Trecho do texto:
%%

Para facilitar a análise, as UEPs agregaram as diferentes zonas estabelecidas na área, instituídas pelo Plano Diretor, da seguinte forma:
1) UEP1 - compreende ZPPN leste (Zona de Preservação Paisagística Natural) e as zonas nela inseridas: ZEP, ZR4 e ZRM1, respectivamente Zona de Expansão Prioritária, Zona Residencial 4 (Santo Antônio/ Valverde) e Zona Residencial Mista 1, envolvendo o Barro Duro, área rural em período anterior a 1980;
2) UEP2 - compreende a Zona de Preservação Permanente Legal (ZPPL), faixas marginais a cursos de água nos termos do código florestal: Canal São Gonçalo, 100m; Arroio Pelotas, 50m e Lagoa dos Patos, 100 m;
3) UEP3 - Zona de Preservação Paisagística Oeste (ZPPO), área de banhados possuindo somente uma ocupação.
Nesse processo, foram avaliadas 35 UEDs - assentamentos localizados nas três UEPs, conforme o Quadro 1.
Na visão da cidade como sistema produzido por diversos agentes e atores sociais e que está em constante transformação, é necessária a identificação de um conjunto de indicadores para o processo de planejamento que sirvam à análise morfológica de desempenho, no caso, Planos Diretores de Desenvolvimento Urbano, a fim de proporcionar o monitoramento da informação do espaço por parte dos gestores públicos.
Esse procedimento permite detectar alterações espaciais ou temporais em parâmetros significativos, aumentar o conhecimento sobre as reações causa-efeito que explicam as variações e, inclusive, possibilitar a previsão de alterações futuras.
Neste trabalho, o conjunto de indicadores utilizados na análise (Avaliação de Desempenho) do espaço produzido nas Zonas de Preservação está relacionado com a legislação de controle do uso do solo da cidade de Pelotas que se encontra no Plano Diretor. Nela foram identificadas as variáveis relacionadas à problemática ambiental, de acordo com os objetivos aí expressos: no Capítulo I, quando da instituição das Zonas de Preservação Ambiental ZPPN leste e oeste, ZPPL (Zonas de Preservação Permanente Legal); no Capítulo II, quando se refere ao controle da produção do espaço nos processos de parcelamento do solo e leis complementares.

%%

Dados disponíveis:
%%

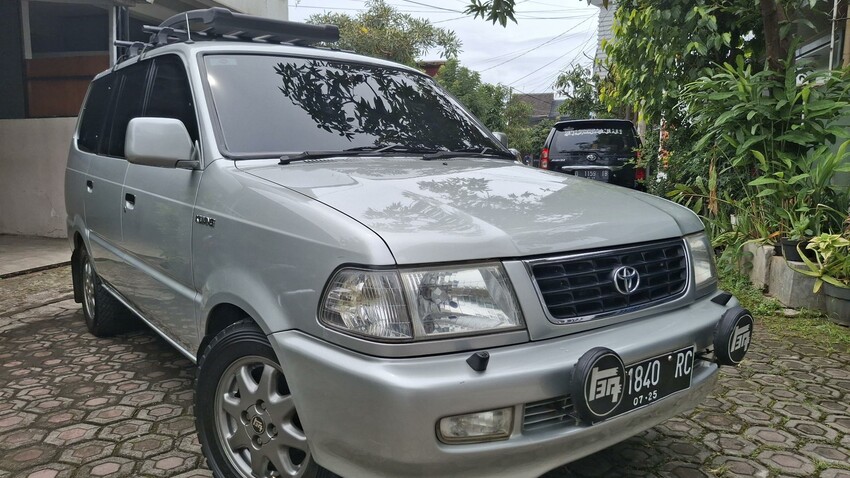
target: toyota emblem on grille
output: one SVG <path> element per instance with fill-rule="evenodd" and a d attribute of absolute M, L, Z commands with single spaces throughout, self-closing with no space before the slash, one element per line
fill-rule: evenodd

%%

Instruções e requisitos:
Continue o trecho sobre as Zonas de Preservação de Pelotas, começando logo depois da última frase.

Resposta ao problema:
A partir do exposto, quatorze (14) variáveis foram identificadas, (referentes aos indicadores socioespaciais e socioambientais) e estão relacionadas aos objetivos da Lei do Plano Diretor de Desenvolvimento Urbano. Para cada uma delas, a UED recebe um escore compreendido entre 0 (zero) e 1 (um). O escore 0 corresponde à total inadequação, o escore 1 a total adequação, enquanto valores intermediários representam o atendimento parcial do requisito. A partir de então, é construído um banco de dados, utilizado em análises subsequentes: PCA e CA.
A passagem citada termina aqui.